▶ ENUNCIADO:
Continúa el texto sobre las huellas de Eliot en la obra de Ximena Rivera a partir del punto donde termina.

Previo a esbozar una aproximación de elementos entre las obras de Eliot y Ximena Rivera, cabría señalar algunas huellas intertextuales que la última deja entrever respecto de la primera, a modo de familiarización. Las señales iniciales aparecen en Delirios o el gesto de responder, específicamente, en su segunda parte: “Aquí la historia del niño de los jacintos / que inventó dulcemente el habla, / para dar curso a que yo fuera” (estación VI). Ciertamente, esto rememora a una imagen que yace en “El entierro de los muertos” de La tierra baldía: “Me diste jacintos hace un año; / Me llamaron la chica de los jacintos”. Más adentro, en la estación VIII del poema mismo, la voz enuncia: “Solo sabemos que vivimos y morimos / un poco cada día”. Estas palabras evocan a unas líneas que obedecen al poema “Lo que dijo el trueno”: “Nosotros que vivíamos ahora estamos muriendo / Con un poco de paciencia”. Continuando, en 18 poemas de agua, en el conjunto de prosas bajo el nombre de “En sueños” se lee hacia el final: “No puede haber esperanza, me grita en pleno rostro; no puede haber esperanza, repito yo en silencio, ni alma donde pueda nacer esa frase miserable”. Es a la luz de lo aludido que se consideran los versos que abren el poemario Miércoles de ceniza: “Porque no tengo esperanza de volver otra vez / Porque no tengo esperanza / Porque no tengo esperanza de volver”. Finalmente, destaca en una localización muy cercana a la última cita el siguiente fragmento: “Pero hay que despedirse, despedirse de una buena manera; entonces, despídete, alma, de una buena manera. Hasta mañana, señoras y señores, hasta mañana, señoritas, hasta mañana, hasta mañana”. Así, recordamos los versos finales de “Un juego de ajedrez”, que corresponden a su vez a un extracto de diálogo de Ofelia en Hamlet: “Ta ta. Buena noche. Buena noche. / Buenas noches, señoras, buenas noches, dulces señoras, / buenas noches, buenas noches”.

▶ SECCIÓN DE DATOS:
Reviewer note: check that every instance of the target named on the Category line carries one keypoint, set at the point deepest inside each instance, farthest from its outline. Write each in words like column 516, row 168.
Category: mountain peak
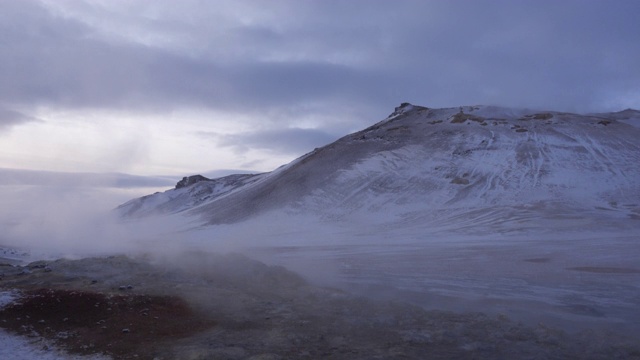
column 190, row 180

▶ PROBLEMA RESUELTO:
¿Qué puede potencialmente develarnos todas las intertextualidades señaladas? A priori constatan una asimilación, mas ¿en qué sentido? En que yace principalmente una conciencia respecto del tiempo, al menos en dos planos sugerentes. Por un lado, conciencia del tiempo que le ha tocado vivir a la poesía y a sus enunciadores: sumida en un estado crítico (“todo, todo ha cambiado: / ya no existe la fiebre del anhelo / ni la fiebre del febril deseo / que hace tiempo encontramos”) mas, por consecuencia, estimulante: todo acto de palabra poética implicará entonces, ontológicamente, un acto metarreflexivo. Y hacer valer dicha ontología es lo que ejecutará la poesía de Rivera. El breve poema “Mantra” exhibe de modo concreto aquella confrontación de crisis y redención pensante:

Entonces, lo que hay:
es la palabra.
Palabra.

La palabra,
es lo que hay.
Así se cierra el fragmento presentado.